TEXTE DE LA PAGE:
Les kautskistes en Allemagne, les longuettistes en France, Turati et Cie en Italie, raisonnent ainsi : le socialisme implique l’égalité et la liberté des nations, leur droit de disposer d’elles mêmes; par conséquent, lorsque notre pays est attaqué ou que les troupes ennemies ont envahi notre sol, les socialistes ont le droit et le devoir de défendre la patrie. Mais ce raisonnement est, au point de vue théorique, une insulte flagrante au socialisme ou encore une manœuvre frauduleuse; au point de vue politique et pratique, ce raisonnement coïncide avec celui d’un Jacques Bonhomme ignare, incapable même de réfléchir au caractère social, au caractère de classe de la guerre et aux tâches d’un parti révolutionnaire pendant une guerre réactionnaire.

CONSIGNE 1:
Indiquez le nombre de lignes des entrées ci-dessous qui contiennent le mot « pavement », sans rien ajouter d'autre.

DONNÉES FOURNIES:

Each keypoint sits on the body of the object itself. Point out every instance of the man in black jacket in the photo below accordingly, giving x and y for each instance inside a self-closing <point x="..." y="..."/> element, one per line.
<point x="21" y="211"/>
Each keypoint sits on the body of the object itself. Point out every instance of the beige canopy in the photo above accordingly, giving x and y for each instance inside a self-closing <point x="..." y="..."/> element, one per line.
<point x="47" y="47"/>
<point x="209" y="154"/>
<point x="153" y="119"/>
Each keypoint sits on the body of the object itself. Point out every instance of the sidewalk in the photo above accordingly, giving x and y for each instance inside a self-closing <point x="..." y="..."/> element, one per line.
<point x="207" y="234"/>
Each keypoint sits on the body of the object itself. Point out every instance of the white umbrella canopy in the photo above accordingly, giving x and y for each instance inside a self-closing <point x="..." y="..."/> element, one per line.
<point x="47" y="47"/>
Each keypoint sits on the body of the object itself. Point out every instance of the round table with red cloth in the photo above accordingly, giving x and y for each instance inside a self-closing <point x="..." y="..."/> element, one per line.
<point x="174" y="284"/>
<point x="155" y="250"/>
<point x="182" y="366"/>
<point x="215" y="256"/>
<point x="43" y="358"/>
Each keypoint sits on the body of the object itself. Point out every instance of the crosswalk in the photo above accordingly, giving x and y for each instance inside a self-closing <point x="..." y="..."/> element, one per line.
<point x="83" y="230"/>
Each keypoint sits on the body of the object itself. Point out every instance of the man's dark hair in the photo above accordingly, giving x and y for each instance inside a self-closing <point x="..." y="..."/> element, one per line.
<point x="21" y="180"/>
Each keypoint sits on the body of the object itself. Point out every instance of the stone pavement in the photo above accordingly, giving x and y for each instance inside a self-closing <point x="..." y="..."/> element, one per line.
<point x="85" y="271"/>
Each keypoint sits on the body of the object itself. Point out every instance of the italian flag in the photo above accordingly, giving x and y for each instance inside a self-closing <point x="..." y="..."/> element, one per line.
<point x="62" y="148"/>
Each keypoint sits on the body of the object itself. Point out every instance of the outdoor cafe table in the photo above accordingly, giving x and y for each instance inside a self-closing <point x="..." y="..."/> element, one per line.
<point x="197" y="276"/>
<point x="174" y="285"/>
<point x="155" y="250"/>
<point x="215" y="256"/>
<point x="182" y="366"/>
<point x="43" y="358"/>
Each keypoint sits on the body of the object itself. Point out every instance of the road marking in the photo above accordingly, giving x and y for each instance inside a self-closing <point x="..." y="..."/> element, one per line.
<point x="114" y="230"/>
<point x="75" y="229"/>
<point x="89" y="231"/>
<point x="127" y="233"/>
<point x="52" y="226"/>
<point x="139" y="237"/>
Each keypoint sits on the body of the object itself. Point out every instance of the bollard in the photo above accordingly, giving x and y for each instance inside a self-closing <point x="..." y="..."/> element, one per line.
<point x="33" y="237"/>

CONSIGNE 2:
Répondez brièvement aux questions suivantes sur le texte de la page ci-dessus.
(a) Quels courants le texte associe-t-il à l'Allemagne et à la France ?
(b) Selon le raisonnement rapporté, qu'implique le socialisme ?
(c) Au point de vue politique et pratique, avec quel raisonnement celui-ci coïncide-t-il ?

SOLUTION 1:
1

SOLUTION 2:
(a) Les kautskistes en Allemagne et les longuettistes en France.
(b) L'égalité et la liberté des nations, ainsi que leur droit de disposer d'elles-mêmes.
(c) Avec celui d'un Jacques Bonhomme ignare.